BEGIN Listed records

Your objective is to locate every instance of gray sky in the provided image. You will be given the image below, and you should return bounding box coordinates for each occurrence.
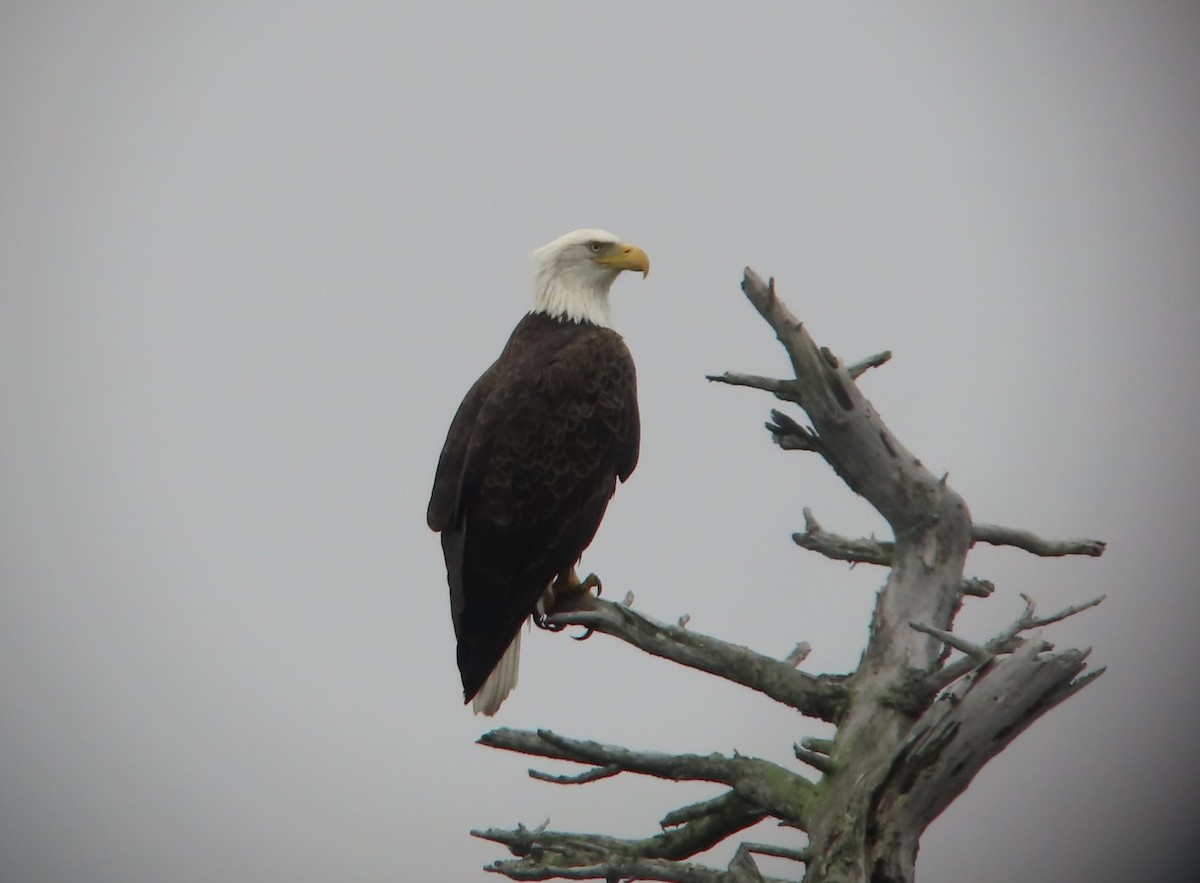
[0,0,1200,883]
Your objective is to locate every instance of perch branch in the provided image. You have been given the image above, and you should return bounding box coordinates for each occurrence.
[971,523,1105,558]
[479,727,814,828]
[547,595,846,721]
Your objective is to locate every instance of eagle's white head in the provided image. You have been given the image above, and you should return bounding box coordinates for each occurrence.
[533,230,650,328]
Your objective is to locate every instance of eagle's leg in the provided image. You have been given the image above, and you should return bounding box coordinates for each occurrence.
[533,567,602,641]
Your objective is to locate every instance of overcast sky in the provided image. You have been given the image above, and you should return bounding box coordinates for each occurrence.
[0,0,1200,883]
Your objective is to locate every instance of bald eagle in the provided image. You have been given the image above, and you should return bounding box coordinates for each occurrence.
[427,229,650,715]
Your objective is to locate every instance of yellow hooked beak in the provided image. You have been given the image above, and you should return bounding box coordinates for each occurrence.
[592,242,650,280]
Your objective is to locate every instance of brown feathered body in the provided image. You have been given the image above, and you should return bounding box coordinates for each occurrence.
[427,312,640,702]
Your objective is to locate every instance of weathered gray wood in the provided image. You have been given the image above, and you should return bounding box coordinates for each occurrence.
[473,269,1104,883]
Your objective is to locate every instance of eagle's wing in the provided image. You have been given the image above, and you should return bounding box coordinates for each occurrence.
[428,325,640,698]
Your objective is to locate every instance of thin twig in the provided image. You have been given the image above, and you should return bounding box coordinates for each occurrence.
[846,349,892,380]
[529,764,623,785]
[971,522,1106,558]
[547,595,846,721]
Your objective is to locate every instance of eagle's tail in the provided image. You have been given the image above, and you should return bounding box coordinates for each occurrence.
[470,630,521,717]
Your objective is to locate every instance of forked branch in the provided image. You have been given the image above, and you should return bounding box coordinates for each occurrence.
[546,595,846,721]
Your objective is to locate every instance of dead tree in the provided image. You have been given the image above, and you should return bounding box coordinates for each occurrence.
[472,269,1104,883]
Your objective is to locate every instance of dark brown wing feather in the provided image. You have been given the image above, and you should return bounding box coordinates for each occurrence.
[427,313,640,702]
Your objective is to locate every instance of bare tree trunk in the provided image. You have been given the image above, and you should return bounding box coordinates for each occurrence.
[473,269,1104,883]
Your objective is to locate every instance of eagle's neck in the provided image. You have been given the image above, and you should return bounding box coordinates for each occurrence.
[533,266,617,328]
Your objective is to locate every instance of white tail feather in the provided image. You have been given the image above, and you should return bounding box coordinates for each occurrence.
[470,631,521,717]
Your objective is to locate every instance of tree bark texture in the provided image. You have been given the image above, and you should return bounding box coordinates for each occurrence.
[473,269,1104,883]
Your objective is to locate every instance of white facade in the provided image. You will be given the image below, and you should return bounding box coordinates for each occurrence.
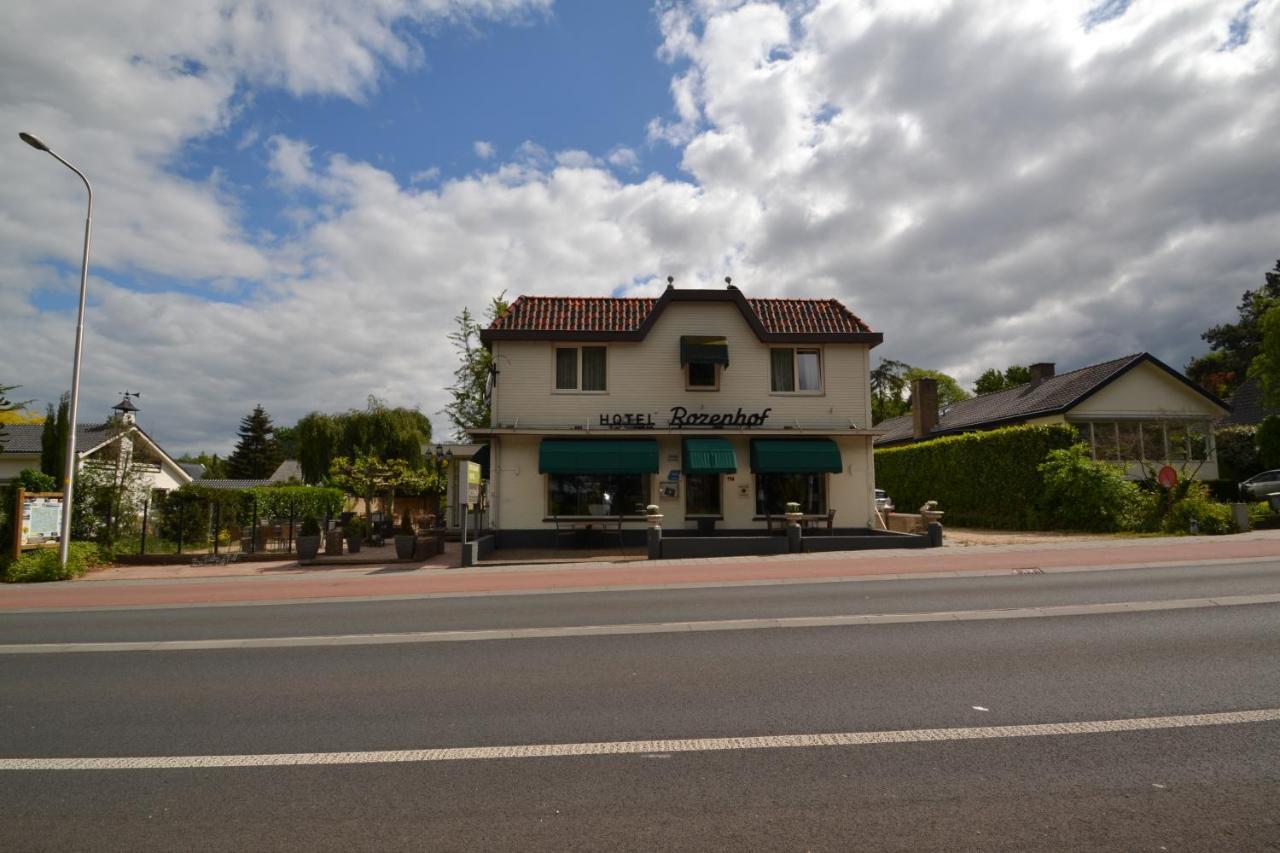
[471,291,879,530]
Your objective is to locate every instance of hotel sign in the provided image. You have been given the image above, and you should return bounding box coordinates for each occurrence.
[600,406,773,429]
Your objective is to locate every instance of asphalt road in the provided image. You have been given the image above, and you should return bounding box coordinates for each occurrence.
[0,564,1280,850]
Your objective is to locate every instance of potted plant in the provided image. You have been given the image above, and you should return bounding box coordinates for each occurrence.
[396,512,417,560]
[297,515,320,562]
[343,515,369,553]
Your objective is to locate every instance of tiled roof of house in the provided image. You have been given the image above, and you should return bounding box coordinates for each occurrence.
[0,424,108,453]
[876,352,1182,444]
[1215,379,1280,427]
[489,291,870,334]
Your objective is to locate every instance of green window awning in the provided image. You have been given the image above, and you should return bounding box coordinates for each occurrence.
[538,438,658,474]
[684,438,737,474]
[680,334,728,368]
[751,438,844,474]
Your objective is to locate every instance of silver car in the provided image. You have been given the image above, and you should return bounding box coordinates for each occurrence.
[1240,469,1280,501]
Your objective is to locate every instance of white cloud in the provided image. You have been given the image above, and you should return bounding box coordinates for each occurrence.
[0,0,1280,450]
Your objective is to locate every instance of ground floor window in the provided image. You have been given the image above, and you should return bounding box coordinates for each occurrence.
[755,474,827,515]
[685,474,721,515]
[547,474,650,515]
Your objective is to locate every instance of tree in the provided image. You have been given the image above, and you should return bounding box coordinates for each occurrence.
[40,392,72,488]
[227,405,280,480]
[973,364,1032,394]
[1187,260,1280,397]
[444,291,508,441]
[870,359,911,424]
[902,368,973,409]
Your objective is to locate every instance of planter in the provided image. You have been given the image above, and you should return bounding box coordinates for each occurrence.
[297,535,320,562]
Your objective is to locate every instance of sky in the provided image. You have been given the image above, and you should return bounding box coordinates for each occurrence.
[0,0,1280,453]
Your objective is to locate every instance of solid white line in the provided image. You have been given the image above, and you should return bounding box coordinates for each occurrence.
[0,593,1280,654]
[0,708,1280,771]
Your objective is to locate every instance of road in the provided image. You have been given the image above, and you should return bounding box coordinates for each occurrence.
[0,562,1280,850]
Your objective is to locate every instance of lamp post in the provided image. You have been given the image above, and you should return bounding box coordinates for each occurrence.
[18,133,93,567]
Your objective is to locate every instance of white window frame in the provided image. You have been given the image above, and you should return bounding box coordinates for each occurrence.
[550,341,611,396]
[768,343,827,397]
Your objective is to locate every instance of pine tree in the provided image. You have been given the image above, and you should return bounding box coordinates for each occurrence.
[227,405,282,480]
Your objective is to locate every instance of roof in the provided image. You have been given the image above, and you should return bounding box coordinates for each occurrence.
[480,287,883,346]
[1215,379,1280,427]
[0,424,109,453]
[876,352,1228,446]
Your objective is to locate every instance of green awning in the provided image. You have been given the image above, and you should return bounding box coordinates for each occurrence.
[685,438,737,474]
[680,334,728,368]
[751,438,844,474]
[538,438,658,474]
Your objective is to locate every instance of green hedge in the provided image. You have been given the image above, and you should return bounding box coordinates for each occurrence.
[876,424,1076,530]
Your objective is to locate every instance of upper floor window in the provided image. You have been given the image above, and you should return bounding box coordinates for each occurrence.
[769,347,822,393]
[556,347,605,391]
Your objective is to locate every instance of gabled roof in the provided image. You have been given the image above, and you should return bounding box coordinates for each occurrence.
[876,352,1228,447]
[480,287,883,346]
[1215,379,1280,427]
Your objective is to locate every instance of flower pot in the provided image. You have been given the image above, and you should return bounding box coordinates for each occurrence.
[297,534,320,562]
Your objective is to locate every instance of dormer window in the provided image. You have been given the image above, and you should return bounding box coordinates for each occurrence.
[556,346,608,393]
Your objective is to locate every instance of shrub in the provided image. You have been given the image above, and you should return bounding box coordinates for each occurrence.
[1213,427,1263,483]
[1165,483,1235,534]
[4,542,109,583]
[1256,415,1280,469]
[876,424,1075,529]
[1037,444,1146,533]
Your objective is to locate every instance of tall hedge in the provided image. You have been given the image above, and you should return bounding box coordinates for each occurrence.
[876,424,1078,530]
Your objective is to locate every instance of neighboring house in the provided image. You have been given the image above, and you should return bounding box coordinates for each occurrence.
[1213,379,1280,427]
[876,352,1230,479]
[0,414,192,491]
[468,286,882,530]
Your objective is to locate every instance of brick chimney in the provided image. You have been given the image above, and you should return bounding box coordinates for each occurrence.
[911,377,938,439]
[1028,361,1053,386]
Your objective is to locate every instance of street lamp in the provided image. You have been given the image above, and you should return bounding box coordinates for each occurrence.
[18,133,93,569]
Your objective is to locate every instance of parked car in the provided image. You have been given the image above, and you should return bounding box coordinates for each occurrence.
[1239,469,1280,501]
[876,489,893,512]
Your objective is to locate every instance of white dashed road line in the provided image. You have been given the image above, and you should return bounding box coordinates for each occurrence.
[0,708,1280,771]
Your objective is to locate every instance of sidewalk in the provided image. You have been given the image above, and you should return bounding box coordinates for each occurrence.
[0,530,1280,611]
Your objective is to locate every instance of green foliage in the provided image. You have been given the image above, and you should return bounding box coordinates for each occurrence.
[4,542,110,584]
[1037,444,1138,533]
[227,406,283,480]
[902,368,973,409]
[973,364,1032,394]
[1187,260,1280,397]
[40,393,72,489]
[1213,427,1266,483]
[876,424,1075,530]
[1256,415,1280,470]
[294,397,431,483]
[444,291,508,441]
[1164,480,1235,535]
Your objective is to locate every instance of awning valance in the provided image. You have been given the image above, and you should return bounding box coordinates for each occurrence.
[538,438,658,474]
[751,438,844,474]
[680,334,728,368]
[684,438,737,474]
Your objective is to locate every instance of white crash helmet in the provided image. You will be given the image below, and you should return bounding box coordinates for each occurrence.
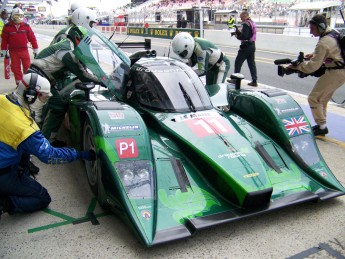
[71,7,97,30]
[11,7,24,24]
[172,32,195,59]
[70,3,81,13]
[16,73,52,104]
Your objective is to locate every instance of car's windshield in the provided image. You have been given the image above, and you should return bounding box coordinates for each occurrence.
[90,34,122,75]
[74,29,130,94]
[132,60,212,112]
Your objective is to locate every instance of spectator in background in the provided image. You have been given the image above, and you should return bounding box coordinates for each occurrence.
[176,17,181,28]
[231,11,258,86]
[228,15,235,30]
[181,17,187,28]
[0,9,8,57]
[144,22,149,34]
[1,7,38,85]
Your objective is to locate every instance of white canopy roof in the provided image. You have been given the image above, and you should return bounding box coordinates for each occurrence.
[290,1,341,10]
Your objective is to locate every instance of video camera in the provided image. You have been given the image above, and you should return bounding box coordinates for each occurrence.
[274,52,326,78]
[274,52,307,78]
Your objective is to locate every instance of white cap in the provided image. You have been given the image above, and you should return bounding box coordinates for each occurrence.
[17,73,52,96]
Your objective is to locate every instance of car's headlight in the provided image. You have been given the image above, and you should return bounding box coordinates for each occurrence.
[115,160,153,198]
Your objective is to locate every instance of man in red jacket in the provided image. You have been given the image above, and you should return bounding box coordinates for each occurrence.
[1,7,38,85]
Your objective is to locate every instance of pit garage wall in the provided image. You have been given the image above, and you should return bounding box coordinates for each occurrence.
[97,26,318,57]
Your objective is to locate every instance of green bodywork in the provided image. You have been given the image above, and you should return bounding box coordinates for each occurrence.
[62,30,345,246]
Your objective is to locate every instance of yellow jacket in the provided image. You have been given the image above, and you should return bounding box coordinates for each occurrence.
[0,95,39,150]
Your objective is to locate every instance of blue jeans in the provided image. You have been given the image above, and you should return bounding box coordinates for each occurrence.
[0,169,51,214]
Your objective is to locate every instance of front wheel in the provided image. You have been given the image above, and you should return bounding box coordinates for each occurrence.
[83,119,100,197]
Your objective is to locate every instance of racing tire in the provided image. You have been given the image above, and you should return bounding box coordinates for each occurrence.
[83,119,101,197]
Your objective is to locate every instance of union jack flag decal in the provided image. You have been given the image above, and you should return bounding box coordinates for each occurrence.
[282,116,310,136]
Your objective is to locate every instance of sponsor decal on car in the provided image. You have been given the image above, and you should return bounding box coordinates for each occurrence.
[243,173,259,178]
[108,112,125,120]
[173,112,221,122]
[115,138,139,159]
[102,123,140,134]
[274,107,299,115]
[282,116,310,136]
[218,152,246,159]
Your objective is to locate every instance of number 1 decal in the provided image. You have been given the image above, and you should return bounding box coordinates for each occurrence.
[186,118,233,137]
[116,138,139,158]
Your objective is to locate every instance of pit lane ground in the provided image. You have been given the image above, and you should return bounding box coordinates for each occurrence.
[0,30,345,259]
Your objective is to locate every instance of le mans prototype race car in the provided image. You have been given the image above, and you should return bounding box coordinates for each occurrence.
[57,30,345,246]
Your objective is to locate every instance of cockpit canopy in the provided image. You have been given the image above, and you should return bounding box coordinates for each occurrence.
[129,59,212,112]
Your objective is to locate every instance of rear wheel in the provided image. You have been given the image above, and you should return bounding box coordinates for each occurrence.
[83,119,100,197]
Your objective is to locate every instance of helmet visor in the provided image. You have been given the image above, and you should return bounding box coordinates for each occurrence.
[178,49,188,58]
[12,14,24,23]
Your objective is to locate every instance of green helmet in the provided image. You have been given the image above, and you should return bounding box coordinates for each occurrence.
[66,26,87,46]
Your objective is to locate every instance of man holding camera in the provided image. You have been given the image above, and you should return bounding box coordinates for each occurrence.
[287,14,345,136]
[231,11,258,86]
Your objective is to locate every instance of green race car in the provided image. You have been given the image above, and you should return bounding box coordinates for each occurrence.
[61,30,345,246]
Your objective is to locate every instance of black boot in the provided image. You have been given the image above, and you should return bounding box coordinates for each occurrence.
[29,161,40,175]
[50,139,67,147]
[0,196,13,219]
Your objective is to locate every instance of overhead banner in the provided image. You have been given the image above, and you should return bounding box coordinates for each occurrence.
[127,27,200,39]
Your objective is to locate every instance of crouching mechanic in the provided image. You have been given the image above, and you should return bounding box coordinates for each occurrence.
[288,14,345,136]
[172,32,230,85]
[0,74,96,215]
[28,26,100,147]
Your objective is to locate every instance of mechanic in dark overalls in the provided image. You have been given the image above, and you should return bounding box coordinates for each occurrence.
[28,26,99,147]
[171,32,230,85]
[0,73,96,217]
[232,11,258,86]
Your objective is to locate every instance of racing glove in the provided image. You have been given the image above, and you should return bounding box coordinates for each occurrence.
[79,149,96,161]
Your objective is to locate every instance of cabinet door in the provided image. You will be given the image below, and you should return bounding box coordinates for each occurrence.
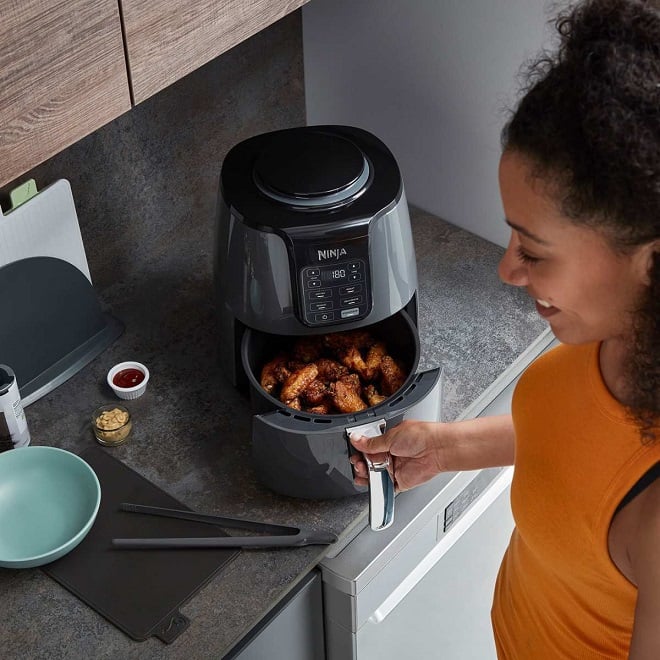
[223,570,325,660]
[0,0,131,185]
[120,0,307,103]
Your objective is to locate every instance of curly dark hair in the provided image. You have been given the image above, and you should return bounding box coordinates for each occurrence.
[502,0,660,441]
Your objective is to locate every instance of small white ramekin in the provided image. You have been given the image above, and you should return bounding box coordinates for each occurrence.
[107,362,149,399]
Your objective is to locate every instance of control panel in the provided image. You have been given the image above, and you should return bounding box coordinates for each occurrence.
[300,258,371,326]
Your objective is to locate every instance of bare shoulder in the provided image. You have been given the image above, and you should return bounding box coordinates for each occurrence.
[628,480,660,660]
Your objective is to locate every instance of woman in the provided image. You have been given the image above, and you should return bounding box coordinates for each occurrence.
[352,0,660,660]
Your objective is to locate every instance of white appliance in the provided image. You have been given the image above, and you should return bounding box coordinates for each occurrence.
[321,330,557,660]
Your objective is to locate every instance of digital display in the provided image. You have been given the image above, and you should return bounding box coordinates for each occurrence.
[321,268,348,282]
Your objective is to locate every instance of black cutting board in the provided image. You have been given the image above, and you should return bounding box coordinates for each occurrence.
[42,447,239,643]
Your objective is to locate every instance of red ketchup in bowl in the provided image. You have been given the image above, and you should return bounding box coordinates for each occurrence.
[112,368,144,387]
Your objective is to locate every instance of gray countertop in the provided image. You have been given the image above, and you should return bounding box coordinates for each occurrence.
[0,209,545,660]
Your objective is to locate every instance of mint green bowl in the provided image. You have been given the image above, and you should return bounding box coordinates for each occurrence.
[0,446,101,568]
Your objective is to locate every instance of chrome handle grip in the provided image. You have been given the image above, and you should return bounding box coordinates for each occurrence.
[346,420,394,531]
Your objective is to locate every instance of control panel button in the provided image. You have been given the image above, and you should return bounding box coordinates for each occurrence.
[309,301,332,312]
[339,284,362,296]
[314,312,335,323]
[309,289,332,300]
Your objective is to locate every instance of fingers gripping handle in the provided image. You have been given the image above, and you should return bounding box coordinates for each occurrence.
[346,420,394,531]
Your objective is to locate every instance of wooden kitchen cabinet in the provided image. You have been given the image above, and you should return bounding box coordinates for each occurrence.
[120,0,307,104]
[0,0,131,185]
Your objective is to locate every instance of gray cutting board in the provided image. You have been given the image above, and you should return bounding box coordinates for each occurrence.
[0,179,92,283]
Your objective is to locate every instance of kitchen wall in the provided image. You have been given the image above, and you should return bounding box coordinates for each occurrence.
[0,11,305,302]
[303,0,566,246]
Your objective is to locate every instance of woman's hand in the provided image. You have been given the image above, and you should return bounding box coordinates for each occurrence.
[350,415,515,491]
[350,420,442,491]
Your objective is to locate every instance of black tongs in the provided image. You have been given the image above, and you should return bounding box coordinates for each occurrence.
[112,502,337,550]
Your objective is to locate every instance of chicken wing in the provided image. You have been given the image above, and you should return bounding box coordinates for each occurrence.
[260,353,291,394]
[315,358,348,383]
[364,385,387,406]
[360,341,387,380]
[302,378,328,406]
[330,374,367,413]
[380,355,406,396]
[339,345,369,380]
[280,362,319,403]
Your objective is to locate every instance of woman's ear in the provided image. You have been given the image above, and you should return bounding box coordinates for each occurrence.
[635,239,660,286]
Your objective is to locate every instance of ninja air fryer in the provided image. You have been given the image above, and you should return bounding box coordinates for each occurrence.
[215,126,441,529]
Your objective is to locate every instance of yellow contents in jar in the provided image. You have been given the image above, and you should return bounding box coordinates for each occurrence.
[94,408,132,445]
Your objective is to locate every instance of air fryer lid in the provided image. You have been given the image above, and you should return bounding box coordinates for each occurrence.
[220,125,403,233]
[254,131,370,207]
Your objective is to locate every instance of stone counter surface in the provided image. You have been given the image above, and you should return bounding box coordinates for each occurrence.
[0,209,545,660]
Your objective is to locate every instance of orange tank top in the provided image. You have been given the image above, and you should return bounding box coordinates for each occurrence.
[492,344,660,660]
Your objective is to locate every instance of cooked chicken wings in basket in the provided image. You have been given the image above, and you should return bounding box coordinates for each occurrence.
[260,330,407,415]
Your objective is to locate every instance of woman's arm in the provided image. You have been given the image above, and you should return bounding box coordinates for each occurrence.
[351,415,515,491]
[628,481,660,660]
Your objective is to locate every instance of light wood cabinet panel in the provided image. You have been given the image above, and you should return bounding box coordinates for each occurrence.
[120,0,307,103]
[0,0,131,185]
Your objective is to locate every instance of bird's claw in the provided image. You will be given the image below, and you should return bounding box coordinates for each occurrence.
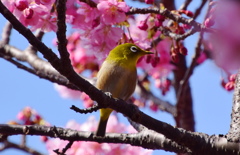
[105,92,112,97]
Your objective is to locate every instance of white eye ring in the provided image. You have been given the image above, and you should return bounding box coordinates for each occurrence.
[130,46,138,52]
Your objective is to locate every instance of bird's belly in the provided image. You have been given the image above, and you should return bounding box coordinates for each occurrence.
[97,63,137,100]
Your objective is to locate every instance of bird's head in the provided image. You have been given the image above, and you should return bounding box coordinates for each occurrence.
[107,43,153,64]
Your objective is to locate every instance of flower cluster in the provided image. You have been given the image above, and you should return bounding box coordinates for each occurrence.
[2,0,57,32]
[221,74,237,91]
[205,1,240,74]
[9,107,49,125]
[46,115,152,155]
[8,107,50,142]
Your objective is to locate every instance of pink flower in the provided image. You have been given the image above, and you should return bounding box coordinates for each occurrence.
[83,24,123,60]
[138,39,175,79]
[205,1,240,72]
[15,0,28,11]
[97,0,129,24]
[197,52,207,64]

END Listed records

Express the lines from the one containing "Your objective is to locate every instance of white window" through the one containing "[768,343,827,397]", inclusive, as a JSON list of strings, one string per line, leaving out blank lines.

[
  "Your objective is to locate every instance of white window frame in the provided image. You have been given the image above, and you should return bounding box coordinates for each occurrence.",
  "[550,341,611,396]",
  "[768,343,827,397]"
]